EXERCISE » Write out the whole listing, matching it exactly.
>> START
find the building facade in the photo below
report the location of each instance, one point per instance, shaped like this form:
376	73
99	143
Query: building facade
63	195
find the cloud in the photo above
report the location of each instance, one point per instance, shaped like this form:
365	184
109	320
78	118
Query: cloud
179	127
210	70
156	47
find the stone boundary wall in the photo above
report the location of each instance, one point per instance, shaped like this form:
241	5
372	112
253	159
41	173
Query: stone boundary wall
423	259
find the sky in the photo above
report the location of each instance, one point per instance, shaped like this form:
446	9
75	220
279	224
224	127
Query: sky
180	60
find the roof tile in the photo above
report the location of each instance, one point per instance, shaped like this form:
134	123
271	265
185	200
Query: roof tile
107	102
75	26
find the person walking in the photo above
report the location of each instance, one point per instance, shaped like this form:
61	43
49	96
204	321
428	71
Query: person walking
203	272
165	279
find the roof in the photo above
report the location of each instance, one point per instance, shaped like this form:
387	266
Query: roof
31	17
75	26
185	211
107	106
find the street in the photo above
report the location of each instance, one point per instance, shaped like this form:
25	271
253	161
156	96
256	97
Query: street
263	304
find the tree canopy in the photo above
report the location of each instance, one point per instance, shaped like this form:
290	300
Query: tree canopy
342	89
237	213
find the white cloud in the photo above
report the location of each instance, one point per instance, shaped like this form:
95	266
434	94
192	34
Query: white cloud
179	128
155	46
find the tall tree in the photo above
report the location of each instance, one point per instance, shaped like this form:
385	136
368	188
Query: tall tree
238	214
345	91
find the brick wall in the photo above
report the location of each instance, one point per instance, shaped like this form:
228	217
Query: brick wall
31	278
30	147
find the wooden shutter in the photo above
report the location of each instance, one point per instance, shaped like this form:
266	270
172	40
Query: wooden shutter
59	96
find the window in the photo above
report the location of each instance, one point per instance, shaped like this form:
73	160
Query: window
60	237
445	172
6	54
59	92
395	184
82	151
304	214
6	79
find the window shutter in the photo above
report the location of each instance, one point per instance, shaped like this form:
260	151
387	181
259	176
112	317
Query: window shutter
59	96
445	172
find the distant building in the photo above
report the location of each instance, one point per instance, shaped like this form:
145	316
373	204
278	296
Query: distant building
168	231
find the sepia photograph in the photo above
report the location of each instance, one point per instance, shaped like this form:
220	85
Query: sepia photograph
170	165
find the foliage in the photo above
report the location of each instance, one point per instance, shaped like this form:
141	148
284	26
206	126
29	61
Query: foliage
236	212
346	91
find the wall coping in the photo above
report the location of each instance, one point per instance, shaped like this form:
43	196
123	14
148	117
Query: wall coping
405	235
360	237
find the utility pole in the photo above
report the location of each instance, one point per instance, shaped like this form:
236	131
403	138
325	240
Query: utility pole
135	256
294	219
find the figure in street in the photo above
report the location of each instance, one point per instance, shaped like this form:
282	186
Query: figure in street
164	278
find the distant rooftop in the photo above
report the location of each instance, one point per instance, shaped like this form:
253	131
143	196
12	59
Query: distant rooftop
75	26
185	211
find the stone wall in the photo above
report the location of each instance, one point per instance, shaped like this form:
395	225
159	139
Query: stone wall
>> END
RESULT »
find the building facade in the photo below
report the location of each instance, one point per instance, shaped like this form:
376	73
99	143
Query: building facade
63	195
find the cloud in the photo above
report the location of each instance, one point per instance, shaped like this form:
365	184
109	320
78	118
Query: cloud
179	127
210	70
156	47
find the stone boundary wall in the photo above
report the location of each instance, one point per instance, shaped like this form:
241	5
372	112
253	159
41	173
Query: stone boundary wall
423	259
find the sky in the photo above
report the location of each instance, one point per instance, shaped like this form:
446	9
75	220
279	224
224	127
Query: sky
180	60
find the roof tile in the photo above
report the location of each instance, one point per instance, shaped like this form:
134	123
271	265
185	200
Query: roof tile
107	102
75	26
find the person walking in the photo above
report the location of each instance, one point per instance, shaped like this form:
61	43
49	96
204	321
428	71
Query: person walking
203	272
165	279
find the roof in the photo above
report the location of each instance, one point per instance, shaped like this form:
387	266
Query: roof
31	17
75	26
185	211
107	106
find the street in the photo above
report the location of each instance, one point per instance, shaped like this form:
25	271
253	161
156	96
256	97
Query: street
263	304
find the tree canopy in the photo above
report the location of each instance, one point per instance, shaped like this form:
290	300
Query: tree canopy
342	89
237	213
find the white cloud in the photo above
report the location of each instance, one point per instance, shaped like this form:
95	266
434	94
192	34
Query: white cloud
179	128
155	46
find the tall tree in the photo above
report the location of each instance, one point per instance, shaped like this form:
385	136
368	188
Query: tall tree
238	214
345	91
find the brick wall in the photo above
report the location of each instance, one point per instance, shaped like this form:
228	217
Query: brick wall
31	278
30	147
find the wooden shutter in the photo above
report the location of each instance, one point per instance, shaped like this form:
266	270
172	40
Query: wooden shutter
59	96
find the window in the photo above
report the location of each instance, one point per instance, shaped like this form:
73	160
Query: window
60	237
445	172
6	54
59	92
395	184
82	151
304	214
6	79
find the window shutter in the photo above
report the location of each instance, one point per instance, shaped like this form:
260	151
387	181
259	176
112	317
Query: window shutter
59	96
445	172
find the distant building in the photo above
report the location of each instance, one point per instance, shaped like this form:
145	316
373	204
278	296
Query: distant building
168	231
find the sepia photograph in the photo above
report the location of each instance, one point per instance, shaped like this form:
220	85
Query: sepia photograph
170	165
find the foliage in the photo above
report the location of each instance, one point per instance, shaped like this form:
141	148
284	26
206	126
29	61
Query: foliage
236	212
346	91
find the wall coping in the photo above
report the location of each instance, one point per instance, shaped like this form:
43	196
123	14
148	117
Query: wall coping
405	235
360	237
find the utility pole in the photo above
report the location of each instance, one point per instance, shaped like this form:
236	131
403	138
325	240
Query: utility pole
135	256
294	219
find the figure in street in the photo above
report the location of each instance, one point per instance, shaped like this form:
282	186
Query: figure in street
164	278
find the distant rooftop in the photo above
report the location of each instance, one point per instance, shaped like this form:
253	131
143	196
12	59
Query: distant rooftop
75	26
185	211
find the stone wall in the photo above
report the location of each instance, one point per instance, shaped like this form:
395	225
159	139
Query: stone wall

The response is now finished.